> _GIVEN TASK_
Copy the lines of the entries below word for word, starting at the line that contains "instance, sample <point>217,236</point>." and ending at the line that contains "<point>160,31</point>", with both of those lines included.

(Stored items)
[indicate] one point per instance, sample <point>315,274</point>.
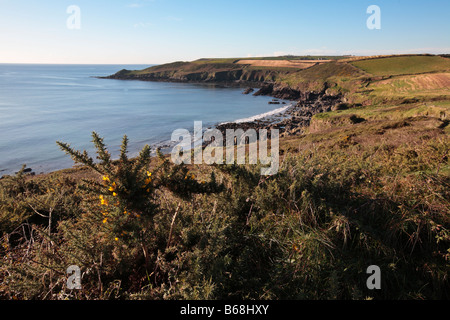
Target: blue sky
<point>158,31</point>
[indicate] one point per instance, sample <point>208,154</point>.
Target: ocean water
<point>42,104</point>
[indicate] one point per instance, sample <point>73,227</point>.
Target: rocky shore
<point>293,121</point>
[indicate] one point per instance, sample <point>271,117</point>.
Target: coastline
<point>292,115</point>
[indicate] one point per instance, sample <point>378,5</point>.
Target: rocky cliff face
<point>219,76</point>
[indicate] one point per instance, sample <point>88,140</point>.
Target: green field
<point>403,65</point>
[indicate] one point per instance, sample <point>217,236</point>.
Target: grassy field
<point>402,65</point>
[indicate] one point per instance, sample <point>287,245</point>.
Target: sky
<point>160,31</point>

* * *

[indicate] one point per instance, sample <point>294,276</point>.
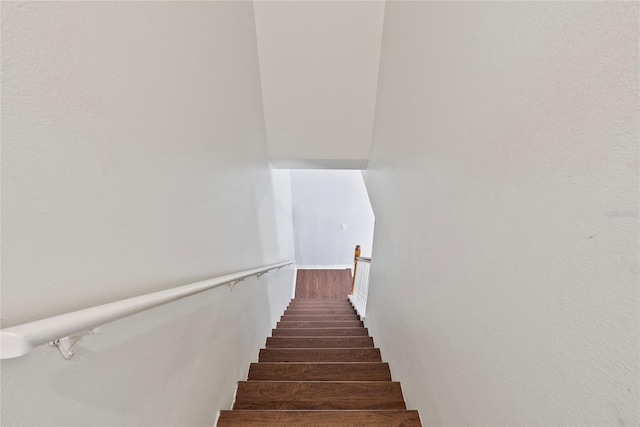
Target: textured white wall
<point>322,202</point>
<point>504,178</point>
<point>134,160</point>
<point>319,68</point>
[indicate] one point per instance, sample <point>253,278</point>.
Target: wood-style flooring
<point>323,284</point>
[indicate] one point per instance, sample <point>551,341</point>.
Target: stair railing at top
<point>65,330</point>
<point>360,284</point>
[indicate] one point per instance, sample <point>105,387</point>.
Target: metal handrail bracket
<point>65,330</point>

> _RESULT_
[indicate] one point per instance, sample <point>217,236</point>.
Target: grassy field
<point>402,65</point>
[indicate] one point per instance, sample <point>287,245</point>.
Target: sky
<point>160,31</point>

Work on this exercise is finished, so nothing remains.